Start

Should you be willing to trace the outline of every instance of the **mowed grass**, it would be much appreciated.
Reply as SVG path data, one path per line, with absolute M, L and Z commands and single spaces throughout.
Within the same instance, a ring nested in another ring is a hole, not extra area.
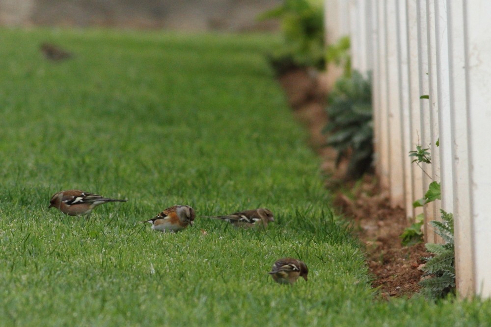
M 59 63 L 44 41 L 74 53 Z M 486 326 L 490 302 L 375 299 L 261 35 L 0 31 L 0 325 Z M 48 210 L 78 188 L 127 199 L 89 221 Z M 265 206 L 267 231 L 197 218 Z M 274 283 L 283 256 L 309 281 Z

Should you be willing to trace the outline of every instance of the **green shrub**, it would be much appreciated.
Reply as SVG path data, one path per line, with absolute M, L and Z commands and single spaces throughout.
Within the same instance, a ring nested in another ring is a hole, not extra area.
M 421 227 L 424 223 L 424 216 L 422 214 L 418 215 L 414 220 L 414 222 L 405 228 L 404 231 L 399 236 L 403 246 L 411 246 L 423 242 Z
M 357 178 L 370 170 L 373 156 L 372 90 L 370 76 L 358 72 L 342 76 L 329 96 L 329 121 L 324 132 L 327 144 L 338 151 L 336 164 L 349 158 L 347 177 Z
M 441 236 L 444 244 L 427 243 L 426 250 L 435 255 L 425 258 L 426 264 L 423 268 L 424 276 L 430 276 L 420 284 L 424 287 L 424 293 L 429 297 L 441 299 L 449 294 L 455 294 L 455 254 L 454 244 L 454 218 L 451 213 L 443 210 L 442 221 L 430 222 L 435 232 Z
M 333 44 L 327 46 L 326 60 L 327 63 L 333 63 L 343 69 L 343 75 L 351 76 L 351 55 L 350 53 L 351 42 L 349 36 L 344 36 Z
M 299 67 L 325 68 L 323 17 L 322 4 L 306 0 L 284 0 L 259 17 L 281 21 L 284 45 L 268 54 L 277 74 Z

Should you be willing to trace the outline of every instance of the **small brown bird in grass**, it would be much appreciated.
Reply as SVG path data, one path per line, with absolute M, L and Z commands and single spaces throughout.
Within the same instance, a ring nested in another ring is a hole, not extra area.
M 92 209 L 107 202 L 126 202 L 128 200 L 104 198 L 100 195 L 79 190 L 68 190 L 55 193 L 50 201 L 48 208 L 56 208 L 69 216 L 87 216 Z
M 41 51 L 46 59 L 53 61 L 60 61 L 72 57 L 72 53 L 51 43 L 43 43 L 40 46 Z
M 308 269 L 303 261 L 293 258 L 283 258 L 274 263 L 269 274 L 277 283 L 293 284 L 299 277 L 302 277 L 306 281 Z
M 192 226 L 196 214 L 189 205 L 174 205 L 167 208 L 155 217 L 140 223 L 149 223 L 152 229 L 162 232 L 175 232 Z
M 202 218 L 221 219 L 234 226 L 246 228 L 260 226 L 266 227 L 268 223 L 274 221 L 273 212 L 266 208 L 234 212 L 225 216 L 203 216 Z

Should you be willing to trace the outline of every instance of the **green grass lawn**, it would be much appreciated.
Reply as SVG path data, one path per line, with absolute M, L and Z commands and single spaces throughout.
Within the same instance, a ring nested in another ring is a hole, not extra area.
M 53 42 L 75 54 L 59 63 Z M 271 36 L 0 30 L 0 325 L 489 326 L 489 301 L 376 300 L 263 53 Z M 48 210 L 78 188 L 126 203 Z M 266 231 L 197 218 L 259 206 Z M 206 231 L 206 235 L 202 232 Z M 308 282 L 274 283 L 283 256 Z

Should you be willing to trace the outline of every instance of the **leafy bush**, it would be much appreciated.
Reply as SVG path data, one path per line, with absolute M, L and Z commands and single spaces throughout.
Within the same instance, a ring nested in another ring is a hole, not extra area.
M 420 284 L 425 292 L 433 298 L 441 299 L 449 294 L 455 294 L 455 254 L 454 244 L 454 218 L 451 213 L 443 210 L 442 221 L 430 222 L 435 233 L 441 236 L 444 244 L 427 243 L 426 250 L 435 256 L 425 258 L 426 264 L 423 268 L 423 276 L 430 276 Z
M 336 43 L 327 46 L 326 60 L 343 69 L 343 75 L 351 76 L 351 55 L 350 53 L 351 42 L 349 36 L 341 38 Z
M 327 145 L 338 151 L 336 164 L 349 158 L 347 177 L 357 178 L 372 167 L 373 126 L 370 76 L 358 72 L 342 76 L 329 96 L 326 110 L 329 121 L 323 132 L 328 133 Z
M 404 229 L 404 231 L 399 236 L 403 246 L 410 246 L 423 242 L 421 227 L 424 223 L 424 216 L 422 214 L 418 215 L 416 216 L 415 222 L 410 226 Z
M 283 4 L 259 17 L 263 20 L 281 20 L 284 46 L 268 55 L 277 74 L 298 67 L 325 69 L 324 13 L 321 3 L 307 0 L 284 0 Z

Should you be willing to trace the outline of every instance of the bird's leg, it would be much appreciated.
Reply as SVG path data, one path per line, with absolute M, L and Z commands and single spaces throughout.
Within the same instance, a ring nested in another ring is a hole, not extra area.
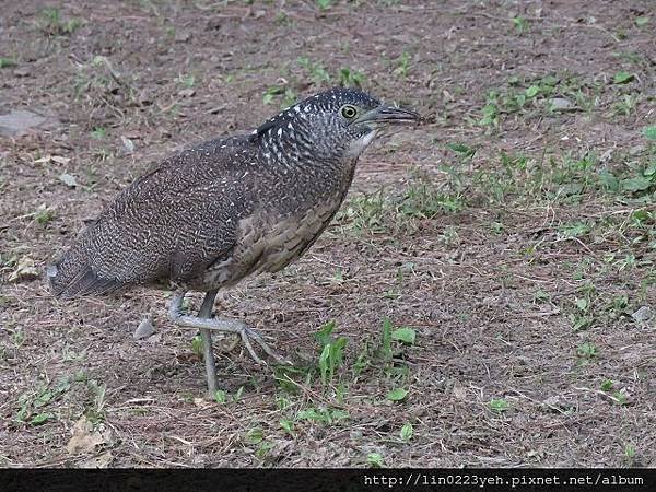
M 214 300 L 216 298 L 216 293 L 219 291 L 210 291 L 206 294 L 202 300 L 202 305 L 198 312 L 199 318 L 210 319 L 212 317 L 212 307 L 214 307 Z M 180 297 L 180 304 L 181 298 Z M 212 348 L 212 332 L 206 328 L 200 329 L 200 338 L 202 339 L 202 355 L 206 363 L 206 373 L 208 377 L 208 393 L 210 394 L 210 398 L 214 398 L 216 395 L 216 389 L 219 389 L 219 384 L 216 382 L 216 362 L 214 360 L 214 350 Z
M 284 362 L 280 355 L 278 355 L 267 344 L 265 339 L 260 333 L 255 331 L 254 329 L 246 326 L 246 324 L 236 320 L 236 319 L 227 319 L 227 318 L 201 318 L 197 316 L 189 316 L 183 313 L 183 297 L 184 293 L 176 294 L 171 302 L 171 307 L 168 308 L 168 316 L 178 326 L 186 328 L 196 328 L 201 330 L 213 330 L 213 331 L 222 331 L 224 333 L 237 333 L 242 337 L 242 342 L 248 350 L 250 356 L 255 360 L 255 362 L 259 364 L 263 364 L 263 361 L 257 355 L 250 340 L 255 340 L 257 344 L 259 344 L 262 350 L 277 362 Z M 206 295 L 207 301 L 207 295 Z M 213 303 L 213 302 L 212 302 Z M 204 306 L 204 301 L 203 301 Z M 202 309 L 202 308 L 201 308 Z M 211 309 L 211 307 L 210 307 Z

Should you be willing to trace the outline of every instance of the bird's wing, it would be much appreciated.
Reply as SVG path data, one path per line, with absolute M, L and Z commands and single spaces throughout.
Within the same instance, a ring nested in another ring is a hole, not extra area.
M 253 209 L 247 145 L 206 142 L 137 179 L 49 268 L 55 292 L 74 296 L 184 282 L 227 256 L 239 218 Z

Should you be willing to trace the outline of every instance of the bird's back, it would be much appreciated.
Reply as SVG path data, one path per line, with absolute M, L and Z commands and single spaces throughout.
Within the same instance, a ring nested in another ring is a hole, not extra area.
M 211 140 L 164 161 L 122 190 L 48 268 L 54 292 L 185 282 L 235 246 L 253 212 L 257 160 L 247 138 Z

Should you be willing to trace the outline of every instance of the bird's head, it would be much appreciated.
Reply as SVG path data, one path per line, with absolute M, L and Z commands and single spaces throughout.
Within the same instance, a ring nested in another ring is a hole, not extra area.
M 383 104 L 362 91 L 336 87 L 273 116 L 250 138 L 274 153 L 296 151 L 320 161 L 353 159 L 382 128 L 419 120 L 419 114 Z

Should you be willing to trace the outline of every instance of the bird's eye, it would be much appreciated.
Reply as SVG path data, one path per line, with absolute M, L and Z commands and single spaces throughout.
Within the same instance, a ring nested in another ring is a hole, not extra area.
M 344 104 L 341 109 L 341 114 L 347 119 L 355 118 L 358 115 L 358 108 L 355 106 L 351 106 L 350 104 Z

End
Start

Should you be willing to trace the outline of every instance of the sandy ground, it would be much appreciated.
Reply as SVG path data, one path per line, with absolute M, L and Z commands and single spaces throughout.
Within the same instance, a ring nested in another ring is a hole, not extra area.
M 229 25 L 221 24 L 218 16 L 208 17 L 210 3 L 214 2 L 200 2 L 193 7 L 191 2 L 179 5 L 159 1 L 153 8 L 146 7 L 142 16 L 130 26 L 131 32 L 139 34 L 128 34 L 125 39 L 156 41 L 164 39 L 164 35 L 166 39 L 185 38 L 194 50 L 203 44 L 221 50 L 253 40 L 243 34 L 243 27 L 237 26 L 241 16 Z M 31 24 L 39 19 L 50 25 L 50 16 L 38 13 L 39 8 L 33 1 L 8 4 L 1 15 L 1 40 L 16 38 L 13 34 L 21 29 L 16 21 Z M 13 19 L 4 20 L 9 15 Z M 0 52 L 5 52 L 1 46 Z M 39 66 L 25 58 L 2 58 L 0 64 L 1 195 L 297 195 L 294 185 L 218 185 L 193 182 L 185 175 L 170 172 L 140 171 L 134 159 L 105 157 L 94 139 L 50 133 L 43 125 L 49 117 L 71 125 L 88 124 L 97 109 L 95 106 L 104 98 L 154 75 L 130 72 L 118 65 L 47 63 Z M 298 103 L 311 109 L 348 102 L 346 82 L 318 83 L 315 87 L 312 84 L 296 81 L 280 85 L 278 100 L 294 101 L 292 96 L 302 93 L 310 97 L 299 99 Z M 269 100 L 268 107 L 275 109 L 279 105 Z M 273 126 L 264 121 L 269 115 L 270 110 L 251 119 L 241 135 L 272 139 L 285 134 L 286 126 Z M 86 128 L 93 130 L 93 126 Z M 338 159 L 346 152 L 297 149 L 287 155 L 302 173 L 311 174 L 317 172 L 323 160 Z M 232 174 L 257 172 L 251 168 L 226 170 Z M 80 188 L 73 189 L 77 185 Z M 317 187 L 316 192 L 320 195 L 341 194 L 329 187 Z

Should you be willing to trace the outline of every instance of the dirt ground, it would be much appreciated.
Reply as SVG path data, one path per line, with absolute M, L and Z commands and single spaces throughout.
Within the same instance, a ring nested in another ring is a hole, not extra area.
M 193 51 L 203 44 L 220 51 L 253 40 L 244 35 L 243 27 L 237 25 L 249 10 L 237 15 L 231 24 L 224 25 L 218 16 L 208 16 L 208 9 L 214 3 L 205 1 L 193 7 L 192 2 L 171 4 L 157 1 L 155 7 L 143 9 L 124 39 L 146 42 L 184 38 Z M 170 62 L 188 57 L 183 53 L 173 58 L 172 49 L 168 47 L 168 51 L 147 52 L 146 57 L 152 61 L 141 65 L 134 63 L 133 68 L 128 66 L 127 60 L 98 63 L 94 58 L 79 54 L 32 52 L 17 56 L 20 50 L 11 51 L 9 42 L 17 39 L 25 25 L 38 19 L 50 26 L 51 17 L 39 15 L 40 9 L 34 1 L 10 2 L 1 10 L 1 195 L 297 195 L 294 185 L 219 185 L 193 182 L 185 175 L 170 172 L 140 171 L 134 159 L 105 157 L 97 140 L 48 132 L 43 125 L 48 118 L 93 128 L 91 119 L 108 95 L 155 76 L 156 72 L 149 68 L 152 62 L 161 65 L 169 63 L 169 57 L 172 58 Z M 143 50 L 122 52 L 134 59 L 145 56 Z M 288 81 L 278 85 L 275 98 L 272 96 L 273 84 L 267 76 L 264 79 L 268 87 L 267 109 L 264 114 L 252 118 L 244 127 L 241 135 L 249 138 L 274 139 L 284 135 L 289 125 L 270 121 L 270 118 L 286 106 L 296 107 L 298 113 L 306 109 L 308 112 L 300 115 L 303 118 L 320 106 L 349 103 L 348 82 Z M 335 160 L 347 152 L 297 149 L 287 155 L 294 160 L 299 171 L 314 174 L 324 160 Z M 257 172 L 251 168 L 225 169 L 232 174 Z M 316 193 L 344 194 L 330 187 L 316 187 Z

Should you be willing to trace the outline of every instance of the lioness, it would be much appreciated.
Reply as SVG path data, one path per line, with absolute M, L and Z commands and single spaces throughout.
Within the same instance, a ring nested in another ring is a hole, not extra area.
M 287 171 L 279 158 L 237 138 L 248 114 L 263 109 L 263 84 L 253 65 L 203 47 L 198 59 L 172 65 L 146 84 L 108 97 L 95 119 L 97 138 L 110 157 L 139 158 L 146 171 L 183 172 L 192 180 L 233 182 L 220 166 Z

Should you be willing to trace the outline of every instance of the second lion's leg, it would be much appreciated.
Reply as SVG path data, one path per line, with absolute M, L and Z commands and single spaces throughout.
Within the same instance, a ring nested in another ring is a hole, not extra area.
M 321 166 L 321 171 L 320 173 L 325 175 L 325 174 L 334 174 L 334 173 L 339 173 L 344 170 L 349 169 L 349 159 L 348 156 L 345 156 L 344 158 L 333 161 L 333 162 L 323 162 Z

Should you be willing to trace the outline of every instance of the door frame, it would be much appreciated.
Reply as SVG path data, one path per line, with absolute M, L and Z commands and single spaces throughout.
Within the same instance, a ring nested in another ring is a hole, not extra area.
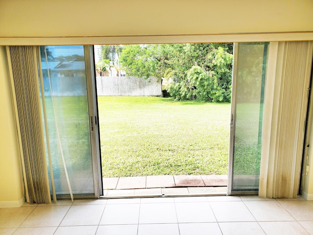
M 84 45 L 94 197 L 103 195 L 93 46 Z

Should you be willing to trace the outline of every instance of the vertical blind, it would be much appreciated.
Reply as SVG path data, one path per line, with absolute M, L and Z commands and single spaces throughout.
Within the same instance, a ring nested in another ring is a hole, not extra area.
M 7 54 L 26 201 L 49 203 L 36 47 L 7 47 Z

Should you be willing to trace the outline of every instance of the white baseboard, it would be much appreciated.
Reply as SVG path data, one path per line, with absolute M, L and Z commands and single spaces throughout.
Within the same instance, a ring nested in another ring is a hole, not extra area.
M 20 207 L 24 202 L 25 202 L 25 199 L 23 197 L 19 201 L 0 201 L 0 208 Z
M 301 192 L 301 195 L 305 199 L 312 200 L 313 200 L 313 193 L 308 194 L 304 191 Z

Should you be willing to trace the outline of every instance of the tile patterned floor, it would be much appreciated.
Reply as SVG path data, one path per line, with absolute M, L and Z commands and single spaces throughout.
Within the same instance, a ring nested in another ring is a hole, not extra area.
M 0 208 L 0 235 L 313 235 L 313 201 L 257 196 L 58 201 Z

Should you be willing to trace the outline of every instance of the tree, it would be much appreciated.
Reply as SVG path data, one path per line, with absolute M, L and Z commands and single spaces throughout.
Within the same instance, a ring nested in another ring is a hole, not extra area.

End
Start

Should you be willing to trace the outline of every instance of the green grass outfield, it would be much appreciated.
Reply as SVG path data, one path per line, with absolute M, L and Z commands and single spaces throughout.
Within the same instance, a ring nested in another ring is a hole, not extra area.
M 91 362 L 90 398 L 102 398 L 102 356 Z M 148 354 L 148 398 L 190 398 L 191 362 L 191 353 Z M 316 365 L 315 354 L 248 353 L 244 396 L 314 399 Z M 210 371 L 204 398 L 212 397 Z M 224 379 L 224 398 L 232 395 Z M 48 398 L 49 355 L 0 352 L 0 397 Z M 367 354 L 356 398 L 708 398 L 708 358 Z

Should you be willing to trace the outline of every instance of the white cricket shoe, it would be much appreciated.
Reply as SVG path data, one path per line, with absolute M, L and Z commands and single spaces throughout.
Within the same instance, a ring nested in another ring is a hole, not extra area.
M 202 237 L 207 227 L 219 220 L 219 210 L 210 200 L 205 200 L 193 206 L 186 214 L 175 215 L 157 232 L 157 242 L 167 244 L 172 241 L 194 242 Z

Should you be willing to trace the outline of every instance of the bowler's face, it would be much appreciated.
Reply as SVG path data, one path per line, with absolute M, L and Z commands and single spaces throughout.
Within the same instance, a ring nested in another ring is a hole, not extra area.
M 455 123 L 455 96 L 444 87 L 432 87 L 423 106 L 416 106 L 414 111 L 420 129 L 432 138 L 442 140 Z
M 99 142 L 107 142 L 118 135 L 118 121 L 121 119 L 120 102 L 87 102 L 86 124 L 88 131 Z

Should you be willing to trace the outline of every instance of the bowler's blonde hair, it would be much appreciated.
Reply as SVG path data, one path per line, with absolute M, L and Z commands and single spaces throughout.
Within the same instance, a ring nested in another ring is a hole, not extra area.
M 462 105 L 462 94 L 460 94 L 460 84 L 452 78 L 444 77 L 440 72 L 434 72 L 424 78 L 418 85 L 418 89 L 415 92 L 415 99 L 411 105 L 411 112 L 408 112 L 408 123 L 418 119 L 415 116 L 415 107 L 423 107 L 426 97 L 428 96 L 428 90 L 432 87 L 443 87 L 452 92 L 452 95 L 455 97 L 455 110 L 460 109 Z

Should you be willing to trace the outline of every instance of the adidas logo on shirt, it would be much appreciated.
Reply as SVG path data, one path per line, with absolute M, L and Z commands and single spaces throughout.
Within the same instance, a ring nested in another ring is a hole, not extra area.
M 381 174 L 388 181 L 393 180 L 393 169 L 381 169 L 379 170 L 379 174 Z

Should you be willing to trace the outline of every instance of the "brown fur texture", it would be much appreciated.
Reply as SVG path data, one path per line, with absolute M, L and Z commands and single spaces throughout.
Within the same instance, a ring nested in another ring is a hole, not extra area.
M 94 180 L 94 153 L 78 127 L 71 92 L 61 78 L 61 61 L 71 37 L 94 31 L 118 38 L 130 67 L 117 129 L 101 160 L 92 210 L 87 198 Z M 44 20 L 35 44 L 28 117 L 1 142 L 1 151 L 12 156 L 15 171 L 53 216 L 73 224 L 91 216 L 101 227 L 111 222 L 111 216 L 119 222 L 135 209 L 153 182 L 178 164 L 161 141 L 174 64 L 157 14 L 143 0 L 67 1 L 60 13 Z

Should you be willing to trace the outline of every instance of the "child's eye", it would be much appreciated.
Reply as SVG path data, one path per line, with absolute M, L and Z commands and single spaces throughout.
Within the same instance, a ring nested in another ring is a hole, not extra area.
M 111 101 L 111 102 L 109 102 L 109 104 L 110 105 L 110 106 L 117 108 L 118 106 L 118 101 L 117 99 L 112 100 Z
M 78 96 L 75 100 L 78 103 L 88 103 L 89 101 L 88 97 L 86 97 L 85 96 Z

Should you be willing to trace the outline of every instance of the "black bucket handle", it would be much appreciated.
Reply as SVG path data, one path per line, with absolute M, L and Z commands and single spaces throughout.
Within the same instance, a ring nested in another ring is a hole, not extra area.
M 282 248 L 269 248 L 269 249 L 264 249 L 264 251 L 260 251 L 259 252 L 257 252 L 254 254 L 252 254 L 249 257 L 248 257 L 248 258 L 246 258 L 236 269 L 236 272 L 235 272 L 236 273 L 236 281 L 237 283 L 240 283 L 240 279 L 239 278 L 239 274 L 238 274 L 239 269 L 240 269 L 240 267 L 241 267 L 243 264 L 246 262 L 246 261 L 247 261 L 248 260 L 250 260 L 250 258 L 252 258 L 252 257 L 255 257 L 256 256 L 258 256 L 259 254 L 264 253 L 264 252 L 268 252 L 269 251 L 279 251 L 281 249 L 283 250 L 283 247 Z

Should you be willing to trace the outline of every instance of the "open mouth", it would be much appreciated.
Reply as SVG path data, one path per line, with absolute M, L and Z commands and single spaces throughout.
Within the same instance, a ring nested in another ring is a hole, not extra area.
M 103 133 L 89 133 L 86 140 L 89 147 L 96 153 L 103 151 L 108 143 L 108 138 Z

End

Directive
Copy out verbatim every line from the one containing "the **mowed grass**, it would be much appreciated." down to the one containing "M 299 67 L 325", both lines included. Leave any pictures out of the answer.

Output of the exercise
Should you be willing to trace the outline of every instance of the **mowed grass**, it would be much appreciated.
Reply as SVG path data, one path per line, with absolute M, L and Z commands and single spaces throughout.
Within the same instance, a ring nested in another ring is a hole, not extra area.
M 59 63 L 44 41 L 74 53 Z M 486 326 L 490 302 L 375 299 L 261 35 L 0 31 L 0 325 Z M 48 210 L 78 188 L 127 199 L 89 221 Z M 265 206 L 267 231 L 197 218 Z M 274 283 L 283 256 L 309 281 Z

Should you be willing to trace the outline of every instance of the **green shrub**, it would be much appreciated.
Reply as SVG path data, one path per line, with absolute M, L and Z commands and single spaces throughout.
Within the same instance, a ring nested in another ring is a hole, not extra area.
M 421 227 L 424 223 L 424 216 L 422 214 L 418 215 L 414 220 L 414 222 L 405 228 L 404 231 L 399 236 L 403 246 L 411 246 L 423 242 Z
M 357 178 L 370 170 L 373 156 L 372 90 L 370 76 L 358 72 L 342 76 L 329 96 L 329 121 L 324 132 L 327 144 L 338 151 L 336 164 L 349 158 L 347 177 Z
M 441 236 L 444 244 L 427 243 L 426 250 L 435 255 L 425 258 L 426 264 L 423 268 L 424 276 L 430 276 L 420 284 L 424 287 L 424 293 L 429 297 L 441 299 L 449 294 L 455 294 L 455 254 L 454 244 L 454 218 L 451 213 L 443 210 L 442 221 L 430 222 L 435 232 Z
M 333 44 L 327 46 L 326 60 L 327 63 L 333 63 L 343 69 L 343 75 L 351 76 L 351 55 L 350 53 L 351 42 L 349 36 L 344 36 Z
M 299 67 L 325 68 L 323 17 L 322 4 L 306 0 L 284 0 L 259 17 L 281 21 L 284 45 L 268 54 L 277 74 Z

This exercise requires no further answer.